** start Available data **
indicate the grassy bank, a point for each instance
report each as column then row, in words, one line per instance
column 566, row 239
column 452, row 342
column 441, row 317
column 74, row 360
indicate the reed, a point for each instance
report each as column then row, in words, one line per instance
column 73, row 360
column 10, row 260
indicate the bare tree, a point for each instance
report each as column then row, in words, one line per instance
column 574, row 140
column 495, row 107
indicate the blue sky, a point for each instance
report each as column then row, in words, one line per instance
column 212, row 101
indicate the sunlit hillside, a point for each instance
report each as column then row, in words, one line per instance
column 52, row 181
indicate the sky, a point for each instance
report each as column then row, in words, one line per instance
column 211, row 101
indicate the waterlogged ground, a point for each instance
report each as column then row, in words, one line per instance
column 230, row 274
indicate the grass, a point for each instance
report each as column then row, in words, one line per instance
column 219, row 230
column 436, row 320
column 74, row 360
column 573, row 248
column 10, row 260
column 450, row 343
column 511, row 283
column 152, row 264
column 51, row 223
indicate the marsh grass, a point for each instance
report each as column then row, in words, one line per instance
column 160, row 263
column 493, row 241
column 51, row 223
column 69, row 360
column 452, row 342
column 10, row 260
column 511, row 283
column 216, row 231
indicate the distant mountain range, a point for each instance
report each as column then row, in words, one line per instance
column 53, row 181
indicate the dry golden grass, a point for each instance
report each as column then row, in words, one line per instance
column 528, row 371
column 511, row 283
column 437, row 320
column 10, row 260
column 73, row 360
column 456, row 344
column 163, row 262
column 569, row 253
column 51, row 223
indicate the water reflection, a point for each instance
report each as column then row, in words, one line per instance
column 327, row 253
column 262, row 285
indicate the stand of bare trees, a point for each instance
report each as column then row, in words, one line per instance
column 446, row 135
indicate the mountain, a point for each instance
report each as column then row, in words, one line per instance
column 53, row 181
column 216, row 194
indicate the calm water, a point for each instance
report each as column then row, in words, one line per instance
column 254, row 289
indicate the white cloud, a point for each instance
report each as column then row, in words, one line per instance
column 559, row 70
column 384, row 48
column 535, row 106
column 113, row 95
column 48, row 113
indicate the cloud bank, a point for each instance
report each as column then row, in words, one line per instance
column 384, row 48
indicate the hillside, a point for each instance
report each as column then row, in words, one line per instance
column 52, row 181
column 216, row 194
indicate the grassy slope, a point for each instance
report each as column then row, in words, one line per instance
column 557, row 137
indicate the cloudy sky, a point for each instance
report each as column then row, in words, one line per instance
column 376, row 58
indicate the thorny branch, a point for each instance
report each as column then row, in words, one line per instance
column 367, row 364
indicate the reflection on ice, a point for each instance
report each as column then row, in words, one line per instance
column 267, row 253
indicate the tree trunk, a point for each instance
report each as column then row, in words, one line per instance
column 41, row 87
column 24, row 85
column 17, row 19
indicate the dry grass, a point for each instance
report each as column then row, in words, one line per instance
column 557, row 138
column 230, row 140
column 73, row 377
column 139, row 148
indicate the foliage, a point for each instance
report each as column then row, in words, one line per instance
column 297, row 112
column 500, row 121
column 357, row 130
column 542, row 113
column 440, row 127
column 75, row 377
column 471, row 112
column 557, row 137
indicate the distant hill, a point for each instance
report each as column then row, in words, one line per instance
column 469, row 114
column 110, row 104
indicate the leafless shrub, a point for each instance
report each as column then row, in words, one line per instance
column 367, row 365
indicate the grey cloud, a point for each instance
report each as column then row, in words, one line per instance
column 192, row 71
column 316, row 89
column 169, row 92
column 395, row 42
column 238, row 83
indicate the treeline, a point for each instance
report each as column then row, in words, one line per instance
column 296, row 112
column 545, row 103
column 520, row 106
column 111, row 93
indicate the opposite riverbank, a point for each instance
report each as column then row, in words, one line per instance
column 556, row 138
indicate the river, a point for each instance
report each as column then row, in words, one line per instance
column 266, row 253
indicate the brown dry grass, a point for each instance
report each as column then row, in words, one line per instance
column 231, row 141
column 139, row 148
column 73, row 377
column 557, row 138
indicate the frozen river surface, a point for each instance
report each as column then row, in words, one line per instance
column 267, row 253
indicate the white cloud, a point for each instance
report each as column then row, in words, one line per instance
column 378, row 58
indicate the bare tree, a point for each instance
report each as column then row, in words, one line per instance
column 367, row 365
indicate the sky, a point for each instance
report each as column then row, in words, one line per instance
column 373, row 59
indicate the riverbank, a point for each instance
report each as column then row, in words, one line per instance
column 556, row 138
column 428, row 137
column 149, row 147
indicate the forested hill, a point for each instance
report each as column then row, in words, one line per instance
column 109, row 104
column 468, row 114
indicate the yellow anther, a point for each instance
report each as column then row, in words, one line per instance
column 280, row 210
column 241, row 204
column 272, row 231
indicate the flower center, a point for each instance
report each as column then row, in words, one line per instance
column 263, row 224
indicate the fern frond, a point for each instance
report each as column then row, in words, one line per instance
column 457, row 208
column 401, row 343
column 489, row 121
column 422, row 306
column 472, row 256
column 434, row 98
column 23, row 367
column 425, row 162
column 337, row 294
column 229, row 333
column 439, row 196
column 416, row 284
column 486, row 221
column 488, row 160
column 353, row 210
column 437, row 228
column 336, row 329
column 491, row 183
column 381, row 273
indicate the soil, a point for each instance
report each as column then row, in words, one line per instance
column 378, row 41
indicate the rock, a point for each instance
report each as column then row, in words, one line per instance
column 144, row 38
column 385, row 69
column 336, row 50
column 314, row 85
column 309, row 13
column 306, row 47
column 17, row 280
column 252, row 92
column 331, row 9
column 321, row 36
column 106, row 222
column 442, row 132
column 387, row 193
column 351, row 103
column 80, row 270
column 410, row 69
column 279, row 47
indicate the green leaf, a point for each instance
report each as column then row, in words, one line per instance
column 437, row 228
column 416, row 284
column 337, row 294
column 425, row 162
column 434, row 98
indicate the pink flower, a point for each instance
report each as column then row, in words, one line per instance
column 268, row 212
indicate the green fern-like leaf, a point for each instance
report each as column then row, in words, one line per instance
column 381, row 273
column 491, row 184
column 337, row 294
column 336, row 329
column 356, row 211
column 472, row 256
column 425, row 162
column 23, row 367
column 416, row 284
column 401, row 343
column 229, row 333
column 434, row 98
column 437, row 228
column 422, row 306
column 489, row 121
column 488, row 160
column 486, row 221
** end Available data **
* Problem requirements:
Convert every line of the listing above into a Markdown table with two columns, No. and Entry, one line per row, and omit blank lines.

* Solution to this problem:
| No. | Entry |
|---|---|
| 1 | indicate the grassy bank, a point for each instance |
| 2 | report each as column then row, in words, one line per instance |
| 3 | column 566, row 239 |
| 4 | column 452, row 342 |
| 5 | column 441, row 317 |
| 6 | column 74, row 360 |
| 7 | indicate the reed, a point for each instance |
| 8 | report each as column then row, in words, one line per instance |
| 9 | column 73, row 360 |
| 10 | column 10, row 260 |
| 11 | indicate the bare tree, a point for each instance |
| 12 | report each as column then row, in words, one line per instance |
| 13 | column 574, row 140 |
| 14 | column 495, row 107 |
| 15 | indicate the blue sky, a point for each instance |
| 16 | report each as column then row, in words, one line per instance |
| 17 | column 212, row 101 |
| 18 | indicate the sunlit hillside, a point for each instance |
| 19 | report each as column then row, in words, one line per instance |
| 20 | column 52, row 181 |
| 21 | indicate the sky, a point for each instance |
| 22 | report each as column then row, in words, one line per instance |
| 23 | column 211, row 101 |
| 24 | indicate the waterlogged ground, a point for each instance |
| 25 | report each as column then row, in words, one line per instance |
| 26 | column 230, row 274 |
| 27 | indicate the grass, a point for each instance |
| 28 | report each as column then row, in words, one line per instance |
| 29 | column 219, row 230 |
| 30 | column 436, row 320 |
| 31 | column 74, row 360 |
| 32 | column 573, row 248 |
| 33 | column 10, row 260 |
| 34 | column 450, row 343 |
| 35 | column 511, row 283 |
| 36 | column 152, row 264 |
| 37 | column 51, row 223 |
| 38 | indicate the marsh grass, a point for each instance |
| 39 | report each as column then row, in words, one line per instance |
| 40 | column 160, row 263 |
| 41 | column 493, row 241 |
| 42 | column 51, row 223 |
| 43 | column 69, row 360 |
| 44 | column 452, row 342 |
| 45 | column 10, row 260 |
| 46 | column 511, row 283 |
| 47 | column 216, row 231 |
| 48 | indicate the distant mountain range, a point for each instance |
| 49 | report each as column then row, in words, one line per instance |
| 50 | column 53, row 181 |
| 51 | indicate the dry golden grass, a point for each instance |
| 52 | report each as column then row, in words, one line per instance |
| 53 | column 528, row 371 |
| 54 | column 511, row 283 |
| 55 | column 437, row 320 |
| 56 | column 10, row 260 |
| 57 | column 73, row 360 |
| 58 | column 456, row 344 |
| 59 | column 163, row 262 |
| 60 | column 569, row 253 |
| 61 | column 51, row 223 |
| 62 | indicate the water reflection, a point for each instance |
| 63 | report each as column then row, in words, one line per instance |
| 64 | column 327, row 253 |
| 65 | column 262, row 285 |
| 66 | indicate the stand of bare trees, a point for each instance |
| 67 | report each as column then row, in words, one line per instance |
| 68 | column 446, row 135 |
| 69 | indicate the mountain, a point for each instance |
| 70 | report each as column then row, in words, one line per instance |
| 71 | column 53, row 181 |
| 72 | column 216, row 194 |
| 73 | indicate the calm water, a point for each instance |
| 74 | report each as column then row, in words, one line per instance |
| 75 | column 254, row 289 |
| 76 | indicate the white cloud, a point for each instance |
| 77 | report each as column then row, in words, one line per instance |
| 78 | column 559, row 70 |
| 79 | column 384, row 48 |
| 80 | column 535, row 106 |
| 81 | column 113, row 95 |
| 82 | column 48, row 113 |
| 83 | indicate the cloud bank, a point for each instance |
| 84 | report each as column then row, in words, one line per instance |
| 85 | column 384, row 48 |
| 86 | indicate the hillside, a point for each instance |
| 87 | report each as column then row, in words, one line per instance |
| 88 | column 52, row 181 |
| 89 | column 216, row 194 |
| 90 | indicate the grassy slope, a point for each instance |
| 91 | report each as column then row, in words, one line per instance |
| 92 | column 557, row 137 |
| 93 | indicate the cloudy sky, a point for each instance |
| 94 | report each as column then row, in words, one line per instance |
| 95 | column 376, row 58 |
| 96 | indicate the thorny branch, a point for each instance |
| 97 | report each as column then row, in words, one line per instance |
| 98 | column 367, row 364 |
| 99 | indicate the reflection on ice, a point for each instance |
| 100 | report each as column then row, in words, one line per instance |
| 101 | column 267, row 253 |
| 102 | indicate the tree trunk, a point for each instance |
| 103 | report each as column then row, in words, one line per instance |
| 104 | column 41, row 87 |
| 105 | column 24, row 85 |
| 106 | column 17, row 19 |
| 107 | indicate the dry grass, a point for each instance |
| 108 | report each as column then row, in words, one line per instance |
| 109 | column 557, row 138 |
| 110 | column 230, row 140 |
| 111 | column 73, row 377 |
| 112 | column 139, row 148 |
| 113 | indicate the foliage, a point for each instance |
| 114 | report each as column then row, in words, one line per instance |
| 115 | column 297, row 112 |
| 116 | column 500, row 121 |
| 117 | column 357, row 130 |
| 118 | column 542, row 113 |
| 119 | column 440, row 127 |
| 120 | column 75, row 377 |
| 121 | column 471, row 112 |
| 122 | column 557, row 137 |
| 123 | indicate the distant hill, a point for each instance |
| 124 | report each as column then row, in words, one line per instance |
| 125 | column 469, row 114 |
| 126 | column 110, row 104 |
| 127 | indicate the leafless shrub, a point for each instance |
| 128 | report each as column then row, in words, one line per instance |
| 129 | column 367, row 365 |
| 130 | indicate the grey cloud, a point for each instance |
| 131 | report each as column then row, in words, one line per instance |
| 132 | column 192, row 71 |
| 133 | column 316, row 89 |
| 134 | column 169, row 92 |
| 135 | column 395, row 42 |
| 136 | column 238, row 83 |
| 137 | indicate the treeline, a point for each instance |
| 138 | report each as column then row, in words, one line per instance |
| 139 | column 296, row 112 |
| 140 | column 545, row 103 |
| 141 | column 520, row 106 |
| 142 | column 111, row 93 |
| 143 | indicate the opposite riverbank, a point for each instance |
| 144 | report each as column then row, in words, one line per instance |
| 145 | column 556, row 138 |
| 146 | indicate the river, a point for each instance |
| 147 | report each as column then row, in words, one line per instance |
| 148 | column 266, row 253 |
| 149 | indicate the brown dry grass, a point for each instance |
| 150 | report each as column then row, in words, one line per instance |
| 151 | column 231, row 141 |
| 152 | column 139, row 148 |
| 153 | column 73, row 377 |
| 154 | column 557, row 138 |
| 155 | indicate the frozen river surface, a point for each instance |
| 156 | report each as column then row, in words, one line per instance |
| 157 | column 267, row 253 |
| 158 | indicate the white cloud, a point for each instance |
| 159 | report each as column then row, in words, one line per instance |
| 160 | column 378, row 58 |
| 161 | indicate the bare tree, a point for each instance |
| 162 | report each as column then row, in words, one line per instance |
| 163 | column 367, row 365 |
| 164 | indicate the sky, a point for each instance |
| 165 | report each as column then row, in words, one line per instance |
| 166 | column 373, row 59 |
| 167 | indicate the riverbank, a point for each instance |
| 168 | report each as column then row, in words, one line per instance |
| 169 | column 556, row 138 |
| 170 | column 428, row 137 |
| 171 | column 149, row 147 |
| 172 | indicate the forested hill, a point for each instance |
| 173 | report each as column then row, in words, one line per instance |
| 174 | column 109, row 104 |
| 175 | column 468, row 114 |
| 176 | indicate the yellow anther, a point for each instance |
| 177 | report each as column then row, in words, one line per instance |
| 178 | column 280, row 210 |
| 179 | column 241, row 204 |
| 180 | column 272, row 231 |
| 181 | indicate the flower center, a point for each instance |
| 182 | report each as column then row, in words, one line per instance |
| 183 | column 263, row 224 |
| 184 | indicate the fern frond, a point for each instance |
| 185 | report each as column then row, in words, one line per instance |
| 186 | column 457, row 208 |
| 187 | column 401, row 343 |
| 188 | column 489, row 121 |
| 189 | column 422, row 306 |
| 190 | column 472, row 256 |
| 191 | column 434, row 98 |
| 192 | column 23, row 367 |
| 193 | column 425, row 162 |
| 194 | column 337, row 294 |
| 195 | column 229, row 333 |
| 196 | column 439, row 196 |
| 197 | column 416, row 284 |
| 198 | column 486, row 221 |
| 199 | column 488, row 160 |
| 200 | column 353, row 210 |
| 201 | column 437, row 228 |
| 202 | column 336, row 329 |
| 203 | column 491, row 183 |
| 204 | column 381, row 273 |
| 205 | indicate the soil, a point for each instance |
| 206 | report each as column then row, in words, one line per instance |
| 207 | column 378, row 41 |
| 208 | indicate the rock, a point for each instance |
| 209 | report each as column then row, in words, one line per instance |
| 210 | column 144, row 38 |
| 211 | column 385, row 69 |
| 212 | column 336, row 50 |
| 213 | column 314, row 85 |
| 214 | column 309, row 13 |
| 215 | column 306, row 47 |
| 216 | column 17, row 280 |
| 217 | column 252, row 92 |
| 218 | column 331, row 9 |
| 219 | column 321, row 36 |
| 220 | column 106, row 222 |
| 221 | column 442, row 132 |
| 222 | column 387, row 193 |
| 223 | column 351, row 103 |
| 224 | column 80, row 270 |
| 225 | column 410, row 69 |
| 226 | column 279, row 47 |
| 227 | indicate the green leaf, a point for each instance |
| 228 | report each as column then row, in words, one line per instance |
| 229 | column 437, row 228 |
| 230 | column 416, row 284 |
| 231 | column 337, row 294 |
| 232 | column 425, row 162 |
| 233 | column 434, row 98 |
| 234 | indicate the pink flower, a point for each instance |
| 235 | report each as column then row, in words, one line per instance |
| 236 | column 268, row 212 |
| 237 | indicate the green fern-like leaf, a point for each instance |
| 238 | report each as column then row, in words, one line per instance |
| 239 | column 381, row 273 |
| 240 | column 491, row 184 |
| 241 | column 337, row 294 |
| 242 | column 336, row 329 |
| 243 | column 356, row 211 |
| 244 | column 472, row 256 |
| 245 | column 425, row 162 |
| 246 | column 23, row 367 |
| 247 | column 416, row 284 |
| 248 | column 401, row 343 |
| 249 | column 229, row 333 |
| 250 | column 434, row 98 |
| 251 | column 437, row 228 |
| 252 | column 422, row 306 |
| 253 | column 489, row 121 |
| 254 | column 488, row 160 |
| 255 | column 486, row 221 |